═══ Working data

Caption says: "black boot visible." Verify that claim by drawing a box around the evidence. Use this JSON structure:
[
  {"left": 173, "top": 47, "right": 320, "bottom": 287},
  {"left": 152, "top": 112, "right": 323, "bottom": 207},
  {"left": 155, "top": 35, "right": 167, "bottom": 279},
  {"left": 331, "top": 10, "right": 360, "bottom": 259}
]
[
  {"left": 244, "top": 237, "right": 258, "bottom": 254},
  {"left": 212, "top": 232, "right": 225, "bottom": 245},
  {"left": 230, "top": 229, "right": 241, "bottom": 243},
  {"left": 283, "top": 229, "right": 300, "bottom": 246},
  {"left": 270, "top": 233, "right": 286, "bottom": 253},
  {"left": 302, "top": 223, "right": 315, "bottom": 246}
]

══════

Copy the data above. Keep each line exact.

Caption says: "black boot visible." Verify that claim by drawing a box around the evidence. Use this JSON structure:
[
  {"left": 173, "top": 47, "right": 320, "bottom": 287},
  {"left": 152, "top": 112, "right": 323, "bottom": 207},
  {"left": 155, "top": 35, "right": 167, "bottom": 279},
  {"left": 331, "top": 10, "right": 360, "bottom": 259}
]
[
  {"left": 244, "top": 237, "right": 258, "bottom": 254},
  {"left": 212, "top": 232, "right": 225, "bottom": 245},
  {"left": 230, "top": 229, "right": 241, "bottom": 243},
  {"left": 283, "top": 229, "right": 300, "bottom": 246},
  {"left": 270, "top": 233, "right": 286, "bottom": 253},
  {"left": 302, "top": 223, "right": 315, "bottom": 246}
]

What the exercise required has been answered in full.